Print every line below. Match each one exactly.

The data section start

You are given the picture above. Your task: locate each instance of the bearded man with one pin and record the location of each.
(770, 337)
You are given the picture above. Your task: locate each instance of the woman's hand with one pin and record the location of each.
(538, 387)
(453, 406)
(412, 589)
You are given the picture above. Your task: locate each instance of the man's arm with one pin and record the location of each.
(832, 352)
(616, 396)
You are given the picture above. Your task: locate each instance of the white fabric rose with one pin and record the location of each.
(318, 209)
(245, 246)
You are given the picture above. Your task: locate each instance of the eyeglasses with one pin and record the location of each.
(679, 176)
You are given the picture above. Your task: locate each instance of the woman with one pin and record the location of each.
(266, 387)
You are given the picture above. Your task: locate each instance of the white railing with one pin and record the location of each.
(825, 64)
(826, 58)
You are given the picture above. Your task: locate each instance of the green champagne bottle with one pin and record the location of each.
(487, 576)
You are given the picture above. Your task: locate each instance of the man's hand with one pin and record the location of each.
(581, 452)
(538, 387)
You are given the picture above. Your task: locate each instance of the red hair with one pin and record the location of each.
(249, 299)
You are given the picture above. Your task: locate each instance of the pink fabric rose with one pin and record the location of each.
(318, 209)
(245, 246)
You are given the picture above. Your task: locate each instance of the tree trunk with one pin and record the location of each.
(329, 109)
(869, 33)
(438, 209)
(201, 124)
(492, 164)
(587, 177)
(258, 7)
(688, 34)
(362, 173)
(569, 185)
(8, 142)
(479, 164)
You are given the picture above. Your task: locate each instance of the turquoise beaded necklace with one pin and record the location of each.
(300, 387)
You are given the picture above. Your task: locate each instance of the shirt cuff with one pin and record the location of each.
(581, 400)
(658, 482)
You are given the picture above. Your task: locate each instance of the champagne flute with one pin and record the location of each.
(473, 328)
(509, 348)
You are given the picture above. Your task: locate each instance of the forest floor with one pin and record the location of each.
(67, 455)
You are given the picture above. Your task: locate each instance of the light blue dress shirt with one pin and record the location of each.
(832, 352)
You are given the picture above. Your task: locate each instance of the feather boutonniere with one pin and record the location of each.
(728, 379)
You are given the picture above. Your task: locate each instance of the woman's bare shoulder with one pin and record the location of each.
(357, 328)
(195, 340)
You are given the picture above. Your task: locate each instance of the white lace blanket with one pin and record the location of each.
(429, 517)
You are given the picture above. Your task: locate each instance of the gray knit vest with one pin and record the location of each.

The data section end

Solved problem:
You are given the picture above. Your task: locate each instance of the bearded man with one pin and record the location of each.
(770, 337)
You are given the picture above. Your task: locate each instance of the woman's hand with one pin and record the location of each.
(538, 387)
(453, 406)
(412, 589)
You are given the picture above. Your task: locate each instance of the man's arm with one pin and record the location of each.
(832, 352)
(616, 396)
You are given the picture above. Your task: locate each instance of the white fabric rose with one pin and record the location of each.
(318, 209)
(245, 246)
You are given the picture above. Your task: locate each instance of the eyeglasses with one pin and record the location of each.
(679, 176)
You are given the picture above. Your task: locate each instance of the woman with one pin and record the location of each.
(266, 387)
You are given the picture above. Your task: locate each instance of the white railing with one pin and record the location of each.
(825, 64)
(826, 58)
You are given the picture above. Your task: locate each instance of the green champagne bottle with one pin and record the location of each.
(487, 576)
You are given the picture above. Your task: locate each instance of the man's hand with one pin and record the location of each.
(581, 452)
(538, 387)
You are given the picture above. Your task: locate each instance of the red hair with one pin and record the location of each.
(249, 299)
You are given the picture above. Your task: locate each instance of the pink fabric rose with one pin and record the location of each.
(318, 209)
(245, 246)
You are given the picture above. Your task: locate each instance of the tree trunk with one pin and record the location of each.
(329, 109)
(869, 33)
(438, 209)
(201, 124)
(492, 164)
(587, 177)
(258, 7)
(688, 34)
(362, 173)
(569, 185)
(8, 142)
(479, 164)
You are given the picture above. Your task: locate each instance of the turquoise beaded necklace with one pin and record the location of each.
(300, 387)
You are given the picture above. Your task: locate each instance of the shirt cuff with one pin and record the location of each.
(581, 400)
(658, 482)
You are given the picture above. Your task: locate each instance of the champagne flute with one pin and record the location of each.
(473, 328)
(509, 348)
You are given the picture above. Your task: locate each instance of the forest floor with one pin and record the location of each.
(67, 455)
You are given the picture above. Your task: locate each instance of the light blue dress shirt with one pin and record the location of each.
(832, 352)
You are given the picture above. Your task: locate each instance of the feather boutonniere with one pin and record the location of each.
(728, 379)
You are given the picture above. Your task: locate each instance of the woman's bare shoulder with one pin and record the location of each.
(357, 328)
(195, 340)
You are given the picture above. Your task: locate each instance of the white lace blanket with one pin and record the location of each.
(429, 517)
You are given the picture above. Your task: locate each instance of the gray knit vest with one pin and record the location of each.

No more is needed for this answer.